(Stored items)

▼

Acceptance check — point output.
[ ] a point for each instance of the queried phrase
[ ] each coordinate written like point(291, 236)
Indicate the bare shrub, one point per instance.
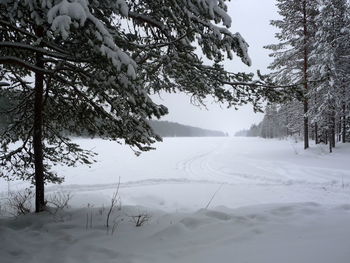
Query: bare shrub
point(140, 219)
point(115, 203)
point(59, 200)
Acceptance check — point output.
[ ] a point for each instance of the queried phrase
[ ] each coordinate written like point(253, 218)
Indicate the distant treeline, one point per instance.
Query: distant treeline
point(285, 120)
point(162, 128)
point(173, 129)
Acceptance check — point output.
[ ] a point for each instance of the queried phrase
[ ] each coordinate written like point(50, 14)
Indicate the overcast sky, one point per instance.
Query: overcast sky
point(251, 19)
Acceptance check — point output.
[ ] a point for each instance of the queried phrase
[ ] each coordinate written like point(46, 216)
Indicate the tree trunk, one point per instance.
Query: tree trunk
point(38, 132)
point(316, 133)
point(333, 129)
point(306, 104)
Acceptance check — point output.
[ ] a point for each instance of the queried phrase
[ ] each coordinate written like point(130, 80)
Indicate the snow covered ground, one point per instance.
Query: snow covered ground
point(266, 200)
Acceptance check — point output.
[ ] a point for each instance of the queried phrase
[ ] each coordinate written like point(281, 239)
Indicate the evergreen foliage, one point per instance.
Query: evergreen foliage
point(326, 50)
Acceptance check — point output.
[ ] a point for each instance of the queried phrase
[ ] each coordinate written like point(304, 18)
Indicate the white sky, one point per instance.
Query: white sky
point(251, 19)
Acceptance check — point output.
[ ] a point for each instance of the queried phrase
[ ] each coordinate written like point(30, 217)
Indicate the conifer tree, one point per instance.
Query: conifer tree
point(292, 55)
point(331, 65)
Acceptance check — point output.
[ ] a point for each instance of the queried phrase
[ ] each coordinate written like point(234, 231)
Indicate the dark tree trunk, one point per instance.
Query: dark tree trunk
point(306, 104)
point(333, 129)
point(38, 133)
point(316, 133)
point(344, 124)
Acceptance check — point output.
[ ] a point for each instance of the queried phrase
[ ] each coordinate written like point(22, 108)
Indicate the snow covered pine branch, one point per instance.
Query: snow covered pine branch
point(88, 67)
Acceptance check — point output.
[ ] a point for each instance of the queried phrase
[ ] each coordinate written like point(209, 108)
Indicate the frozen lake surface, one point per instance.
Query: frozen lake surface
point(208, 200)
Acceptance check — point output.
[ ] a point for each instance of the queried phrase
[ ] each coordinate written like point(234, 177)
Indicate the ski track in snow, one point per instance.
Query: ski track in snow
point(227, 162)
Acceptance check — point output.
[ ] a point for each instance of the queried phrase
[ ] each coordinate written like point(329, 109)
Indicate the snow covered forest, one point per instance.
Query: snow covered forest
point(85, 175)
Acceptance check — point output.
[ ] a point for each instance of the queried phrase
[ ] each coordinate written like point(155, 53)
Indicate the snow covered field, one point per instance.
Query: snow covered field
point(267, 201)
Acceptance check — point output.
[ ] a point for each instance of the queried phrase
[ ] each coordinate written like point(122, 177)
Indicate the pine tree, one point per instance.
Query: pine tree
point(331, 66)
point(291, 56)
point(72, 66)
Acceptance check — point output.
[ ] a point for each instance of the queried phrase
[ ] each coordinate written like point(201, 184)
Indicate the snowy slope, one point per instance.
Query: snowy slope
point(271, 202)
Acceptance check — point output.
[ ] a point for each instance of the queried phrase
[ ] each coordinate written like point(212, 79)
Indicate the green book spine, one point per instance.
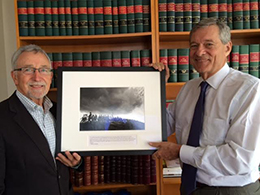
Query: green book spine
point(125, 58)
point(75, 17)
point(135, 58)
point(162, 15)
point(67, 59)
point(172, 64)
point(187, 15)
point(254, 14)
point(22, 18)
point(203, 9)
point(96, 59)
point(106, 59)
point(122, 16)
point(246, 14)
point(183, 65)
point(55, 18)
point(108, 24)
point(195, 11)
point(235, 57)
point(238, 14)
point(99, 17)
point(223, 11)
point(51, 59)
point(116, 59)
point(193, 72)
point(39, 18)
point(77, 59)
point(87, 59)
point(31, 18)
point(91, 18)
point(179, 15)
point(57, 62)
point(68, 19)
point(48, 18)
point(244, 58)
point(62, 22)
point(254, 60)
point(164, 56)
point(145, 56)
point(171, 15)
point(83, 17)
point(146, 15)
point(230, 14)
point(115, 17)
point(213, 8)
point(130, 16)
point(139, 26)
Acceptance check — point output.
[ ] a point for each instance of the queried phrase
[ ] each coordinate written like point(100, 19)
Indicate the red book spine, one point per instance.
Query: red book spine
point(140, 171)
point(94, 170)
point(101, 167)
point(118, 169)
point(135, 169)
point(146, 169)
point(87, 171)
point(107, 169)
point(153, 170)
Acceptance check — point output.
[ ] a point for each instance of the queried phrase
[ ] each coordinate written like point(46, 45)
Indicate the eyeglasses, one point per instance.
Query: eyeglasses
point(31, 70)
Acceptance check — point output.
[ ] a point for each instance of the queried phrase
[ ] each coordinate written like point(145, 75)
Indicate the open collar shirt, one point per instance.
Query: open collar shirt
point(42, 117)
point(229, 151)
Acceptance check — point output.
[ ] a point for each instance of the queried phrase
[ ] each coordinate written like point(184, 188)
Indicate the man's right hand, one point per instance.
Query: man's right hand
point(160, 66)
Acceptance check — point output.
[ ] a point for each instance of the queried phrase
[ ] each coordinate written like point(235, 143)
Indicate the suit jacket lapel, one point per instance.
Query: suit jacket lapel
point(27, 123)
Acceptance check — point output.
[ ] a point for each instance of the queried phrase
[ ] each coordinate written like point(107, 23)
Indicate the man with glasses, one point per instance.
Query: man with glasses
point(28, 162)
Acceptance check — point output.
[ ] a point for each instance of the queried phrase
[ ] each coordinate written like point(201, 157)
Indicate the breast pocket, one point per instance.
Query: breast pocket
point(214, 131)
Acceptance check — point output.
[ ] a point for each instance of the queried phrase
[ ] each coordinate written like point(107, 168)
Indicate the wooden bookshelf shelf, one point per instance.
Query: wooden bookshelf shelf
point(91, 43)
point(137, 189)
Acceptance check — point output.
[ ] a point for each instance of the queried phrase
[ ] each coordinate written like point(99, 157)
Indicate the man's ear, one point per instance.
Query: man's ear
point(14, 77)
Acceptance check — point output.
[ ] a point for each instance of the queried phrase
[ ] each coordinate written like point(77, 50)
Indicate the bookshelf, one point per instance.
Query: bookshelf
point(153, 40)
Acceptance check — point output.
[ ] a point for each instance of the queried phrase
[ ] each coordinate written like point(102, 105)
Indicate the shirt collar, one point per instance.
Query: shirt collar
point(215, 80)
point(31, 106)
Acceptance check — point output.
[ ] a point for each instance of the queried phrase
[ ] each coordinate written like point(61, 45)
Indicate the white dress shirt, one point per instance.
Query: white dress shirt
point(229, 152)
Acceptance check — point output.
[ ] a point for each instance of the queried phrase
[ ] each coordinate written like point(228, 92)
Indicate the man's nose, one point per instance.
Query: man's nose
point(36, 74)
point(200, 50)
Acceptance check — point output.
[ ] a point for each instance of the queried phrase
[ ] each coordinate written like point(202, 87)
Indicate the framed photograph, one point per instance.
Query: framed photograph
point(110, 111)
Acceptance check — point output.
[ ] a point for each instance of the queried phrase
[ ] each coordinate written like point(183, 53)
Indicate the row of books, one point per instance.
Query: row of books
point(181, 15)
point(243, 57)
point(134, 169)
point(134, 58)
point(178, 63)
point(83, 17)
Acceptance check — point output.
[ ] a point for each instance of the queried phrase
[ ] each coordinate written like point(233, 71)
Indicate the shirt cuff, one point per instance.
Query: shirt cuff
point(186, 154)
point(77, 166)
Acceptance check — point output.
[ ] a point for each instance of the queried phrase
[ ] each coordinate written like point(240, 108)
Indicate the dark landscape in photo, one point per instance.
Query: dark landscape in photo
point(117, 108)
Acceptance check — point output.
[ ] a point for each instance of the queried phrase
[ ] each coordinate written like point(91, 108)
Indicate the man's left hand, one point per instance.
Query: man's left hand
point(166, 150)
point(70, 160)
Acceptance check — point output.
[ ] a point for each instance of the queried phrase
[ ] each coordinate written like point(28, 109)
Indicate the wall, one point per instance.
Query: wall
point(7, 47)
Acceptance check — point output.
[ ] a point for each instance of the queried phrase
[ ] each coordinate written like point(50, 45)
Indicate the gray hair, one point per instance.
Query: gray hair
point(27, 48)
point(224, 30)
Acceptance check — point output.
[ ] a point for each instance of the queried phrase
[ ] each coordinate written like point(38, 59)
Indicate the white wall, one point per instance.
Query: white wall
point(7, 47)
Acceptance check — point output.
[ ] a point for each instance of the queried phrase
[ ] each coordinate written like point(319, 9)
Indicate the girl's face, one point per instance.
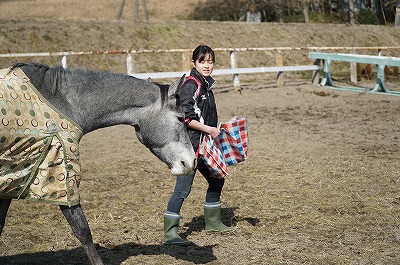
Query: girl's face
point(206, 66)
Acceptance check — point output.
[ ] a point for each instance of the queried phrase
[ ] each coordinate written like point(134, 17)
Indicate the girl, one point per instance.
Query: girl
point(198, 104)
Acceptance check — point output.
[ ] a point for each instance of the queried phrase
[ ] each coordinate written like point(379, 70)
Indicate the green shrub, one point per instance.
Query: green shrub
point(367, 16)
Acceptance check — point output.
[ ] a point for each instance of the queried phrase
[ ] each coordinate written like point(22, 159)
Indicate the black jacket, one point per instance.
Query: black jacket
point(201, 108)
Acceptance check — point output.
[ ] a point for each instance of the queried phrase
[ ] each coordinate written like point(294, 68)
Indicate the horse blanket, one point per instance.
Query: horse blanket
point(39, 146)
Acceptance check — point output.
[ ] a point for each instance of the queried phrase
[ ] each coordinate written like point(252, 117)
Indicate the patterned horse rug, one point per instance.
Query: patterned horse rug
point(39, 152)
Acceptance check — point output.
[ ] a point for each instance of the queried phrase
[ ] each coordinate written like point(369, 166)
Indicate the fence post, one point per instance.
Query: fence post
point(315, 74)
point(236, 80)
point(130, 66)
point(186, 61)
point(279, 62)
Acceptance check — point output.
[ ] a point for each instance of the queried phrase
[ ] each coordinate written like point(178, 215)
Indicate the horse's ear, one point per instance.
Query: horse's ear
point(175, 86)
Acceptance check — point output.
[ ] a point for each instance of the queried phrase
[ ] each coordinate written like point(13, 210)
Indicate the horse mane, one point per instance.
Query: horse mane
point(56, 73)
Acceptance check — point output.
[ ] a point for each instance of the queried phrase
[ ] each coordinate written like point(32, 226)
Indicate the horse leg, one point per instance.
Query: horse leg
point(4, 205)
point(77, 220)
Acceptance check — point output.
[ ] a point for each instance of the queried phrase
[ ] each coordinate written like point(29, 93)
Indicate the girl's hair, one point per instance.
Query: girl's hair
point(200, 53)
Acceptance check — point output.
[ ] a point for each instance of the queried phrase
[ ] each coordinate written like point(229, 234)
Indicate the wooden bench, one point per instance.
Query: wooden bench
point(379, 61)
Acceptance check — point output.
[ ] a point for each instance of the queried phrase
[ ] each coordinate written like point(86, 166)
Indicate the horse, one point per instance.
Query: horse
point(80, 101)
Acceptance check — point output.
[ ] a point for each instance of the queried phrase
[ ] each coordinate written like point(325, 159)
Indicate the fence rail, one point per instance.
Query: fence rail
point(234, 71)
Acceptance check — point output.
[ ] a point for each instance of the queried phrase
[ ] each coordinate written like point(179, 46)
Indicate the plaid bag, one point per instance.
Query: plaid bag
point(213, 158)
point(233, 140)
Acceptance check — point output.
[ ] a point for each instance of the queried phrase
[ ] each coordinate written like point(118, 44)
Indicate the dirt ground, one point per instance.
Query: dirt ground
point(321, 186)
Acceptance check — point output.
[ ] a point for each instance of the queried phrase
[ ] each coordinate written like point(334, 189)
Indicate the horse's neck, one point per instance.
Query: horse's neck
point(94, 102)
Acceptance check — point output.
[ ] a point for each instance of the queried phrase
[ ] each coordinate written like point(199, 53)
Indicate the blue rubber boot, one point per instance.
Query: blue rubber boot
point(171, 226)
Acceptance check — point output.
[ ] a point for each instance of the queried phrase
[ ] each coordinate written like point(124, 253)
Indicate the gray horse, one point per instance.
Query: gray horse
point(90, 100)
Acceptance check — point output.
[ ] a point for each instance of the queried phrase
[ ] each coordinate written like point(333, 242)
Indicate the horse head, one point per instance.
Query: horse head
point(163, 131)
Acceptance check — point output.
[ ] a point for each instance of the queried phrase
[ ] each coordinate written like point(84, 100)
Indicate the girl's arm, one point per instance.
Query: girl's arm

▲

## ACTIVITY
Extract from the records above the lines from the one containing "Indicate the snow covered ground, one" to the one containing "[ ] each coordinate written like point(234, 177)", both lines included, exactly as they appear and with nothing else.

## YOUR RESPONSE
Indicate the snow covered ground, one point per instance.
Query: snow covered ground
point(266, 200)
Acceptance check — point output.
[ ] a point for each instance of the queried phrase
[ ] each coordinate written like point(281, 239)
Indicate the evergreen foliage, one point per instance.
Query: evergreen foliage
point(326, 50)
Acceptance check — point output.
[ ] a point for each instance of the queried phrase
[ ] each coordinate written like point(304, 18)
Indicate the white sky, one point per instance.
Query: white sky
point(251, 19)
Acceptance check — point output.
[ ] a point for each instance of the queried phrase
[ ] each coordinate written like point(30, 217)
Indicate the conifer tree, one point per instance.
Query: conifer tree
point(292, 55)
point(331, 65)
Acceptance check — point output.
[ ] a point for each instance of the queried phrase
[ ] each coordinate written like point(234, 231)
Indicate the dark tree trunk, one point per instance.
Query: dark tree trunk
point(306, 104)
point(333, 129)
point(38, 133)
point(316, 133)
point(344, 124)
Acceptance check — point output.
[ ] a point for each instance of the queried phrase
[ ] each coordinate written like point(22, 108)
Indicate the snow covered pine branch, one point per instance.
Query: snow covered pine branch
point(88, 67)
Acceptance check — point output.
[ ] a point for each instance of the queried phrase
[ ] each coordinate written like point(209, 108)
Indicate the frozen lake surface, one point per instance.
Query: frozen lake surface
point(208, 200)
Acceptance check — point output.
[ ] a point for each instance of the queried phrase
[ ] each coordinate written like point(234, 177)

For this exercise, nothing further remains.